# Task to complete:
Copy down the listing below exactly, please, including every line.

# Input records:
=== Begin Enclosure ===
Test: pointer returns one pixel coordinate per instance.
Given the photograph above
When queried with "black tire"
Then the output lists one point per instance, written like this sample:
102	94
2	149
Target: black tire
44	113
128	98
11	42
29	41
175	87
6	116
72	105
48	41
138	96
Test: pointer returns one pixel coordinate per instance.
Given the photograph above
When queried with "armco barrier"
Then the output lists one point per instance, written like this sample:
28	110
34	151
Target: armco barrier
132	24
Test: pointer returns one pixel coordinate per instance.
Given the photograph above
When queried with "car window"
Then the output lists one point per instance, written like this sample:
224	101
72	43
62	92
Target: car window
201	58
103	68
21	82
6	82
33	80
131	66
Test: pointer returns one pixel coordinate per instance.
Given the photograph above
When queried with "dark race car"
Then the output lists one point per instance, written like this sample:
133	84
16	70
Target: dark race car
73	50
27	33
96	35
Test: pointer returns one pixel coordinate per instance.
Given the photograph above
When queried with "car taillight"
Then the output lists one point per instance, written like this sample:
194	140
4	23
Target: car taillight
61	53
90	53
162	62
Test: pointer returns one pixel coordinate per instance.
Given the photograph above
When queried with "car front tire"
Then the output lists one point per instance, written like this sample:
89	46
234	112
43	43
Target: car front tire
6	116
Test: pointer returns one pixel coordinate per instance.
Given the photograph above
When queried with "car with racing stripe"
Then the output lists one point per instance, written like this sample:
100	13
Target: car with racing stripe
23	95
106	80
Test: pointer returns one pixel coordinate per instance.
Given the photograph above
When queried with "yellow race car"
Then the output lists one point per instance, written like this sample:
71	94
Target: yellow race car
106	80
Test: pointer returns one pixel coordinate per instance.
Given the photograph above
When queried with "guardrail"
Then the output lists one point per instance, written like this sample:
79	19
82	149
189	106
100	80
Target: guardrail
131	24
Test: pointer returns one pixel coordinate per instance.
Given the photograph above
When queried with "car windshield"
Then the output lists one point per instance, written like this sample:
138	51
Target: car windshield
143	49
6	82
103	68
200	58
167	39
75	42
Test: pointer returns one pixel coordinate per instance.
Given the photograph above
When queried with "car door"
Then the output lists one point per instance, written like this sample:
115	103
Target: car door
=== End Enclosure ===
# Completed exercise:
Test: pointer returns one pixel coordinate per instance.
Given the photograph above
When queried with "black tire"
Then the output lists one point per instance, written like this sample:
102	94
2	149
Target: black tire
44	113
128	98
11	42
29	41
175	87
6	116
72	105
48	41
138	96
Test: pointer returns one pixel coordinate per instance.
Given the photograph above
When queried with "armco barrier"
Then the output lists one point per instance, written like this sample:
28	110
34	151
Target: armco barrier
132	24
Test: pointer returns one pixel coordinate per instance.
Given the photograph above
When queried with "car window"
Then the output lists one point per instance, written like this sample:
224	101
72	43
62	92
Target: car window
201	58
103	68
21	82
6	82
33	80
131	66
Test: pointer returns one pixel coordinate per instance.
Given the photograph above
When queried with "dark race car"
Then the output lists one point per instance, written like this sample:
133	84
16	70
Target: dark race car
73	50
27	33
96	35
Test: pointer returns one pixel coordinate per instance.
Given the photograph above
When queried with "car taillight"
Then the output lists one point per instance, written like this sample:
194	140
4	23
Target: car taillight
61	53
90	53
162	62
Test: pointer returns one pixel coordinate per instance.
Given the photograph above
When queried with "car front tire"
Then the output lists one point per instance, written like this sample:
89	46
234	112
43	43
Target: car front tire
6	116
Test: pointer returns one pixel coordinate per instance.
Given the photograph above
When queried with "car with racing stripe"
Then the output lists one point per instance, written like this sample:
100	13
Target: car with racing stripe
23	95
106	80
Test: pointer returns one pixel coordinate per instance.
Given the photograph above
When queried with "yellow race car"
Then the output lists one point per instance, written like this sample:
71	94
Target: yellow race car
106	80
Test: pointer returns one pixel coordinate per instance.
Given the photograph above
When queried with "guardrail"
Then the output lists one point per instance, written like this sample:
79	19
82	149
189	106
100	80
Target: guardrail
131	24
Test: pointer returns one pixel coordinate per instance.
Given the photograph above
When queried with "car windshield"
Then the output lists one point per instance, written like this sample:
138	51
Target: car windshield
143	49
6	82
103	68
200	58
167	39
75	42
Test: pointer returns one pixel coordinate per instance.
Given the photograph above
When queried with "car door"
Then the output lists one point per instance, written like this sample:
115	103
Target: car door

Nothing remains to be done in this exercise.